**Given exercise 1**.
Please reproduce word for word the passage of the AHU excerpt starting at "- DBT = 57°" and ending at "and better efficiency.".
**Given exercise 2**.
Using the AHU excerpt, explain in one to three sentences what greater coil contact area and longer contact time with the coil surface produce.
**Given exercise 3**.
Rewrite the paragraph of the AHU excerpt that begins "Coil leaving air temperature" as a short bulleted list, along with the two items it depends on, keeping the main facts.

For simplicity consider there is no fresh air addition, AHU fan motor heat gain, and infiltration.

Also a typical cooling and dehumidification process is considered in this example.

Use “sling psychrometer” and take the below readings at the AHU inlet.

- DBT = 75° F
- WBT = 68° F

AHU inlet is same as the “return air from room” / “room air temperature” / “required zone air conditions”.

Also, take the below readings at the AHU coil outlet.

- DBT = 57° F
- WBT = 56° F

Coil leaving air temperature will be slightly higher than the coil surface temperature & chilled water outlet temperature. Here the assumed chilled water outlet temperature is 54° F. Leaving air temperature is dependent on

- The surface area of the coil in contact with the air stream
- The velocity of the air stream

Higher the contact area and higher the time in contact with the surface gives less temperature difference and better efficiency.

**Record list**.
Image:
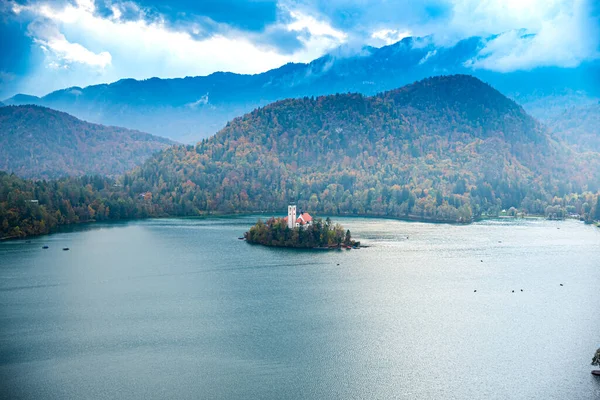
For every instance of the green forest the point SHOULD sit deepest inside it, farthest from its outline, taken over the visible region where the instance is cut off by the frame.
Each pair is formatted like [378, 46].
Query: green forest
[447, 149]
[319, 234]
[40, 143]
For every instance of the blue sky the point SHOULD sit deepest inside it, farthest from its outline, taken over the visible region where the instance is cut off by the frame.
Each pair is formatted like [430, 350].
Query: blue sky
[47, 45]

**Answer 1**.
- DBT = 57° F
- WBT = 56° F

Coil leaving air temperature will be slightly higher than the coil surface temperature & chilled water outlet temperature. Here the assumed chilled water outlet temperature is 54° F. Leaving air temperature is dependent on

- The surface area of the coil in contact with the air stream
- The velocity of the air stream

Higher the contact area and higher the time in contact with the surface gives less temperature difference and better efficiency.

**Answer 2**.
Greater contact area and longer contact time with the coil surface give a smaller temperature difference. They also give better efficiency.

**Answer 3**.
- Coil leaving air temperature is slightly higher than the coil surface temperature and the chilled water outlet temperature.
- The assumed chilled water outlet temperature is 54° F.
- Leaving air temperature depends on the coil surface area in contact with the air stream.
- Leaving air temperature also depends on the velocity of the air stream.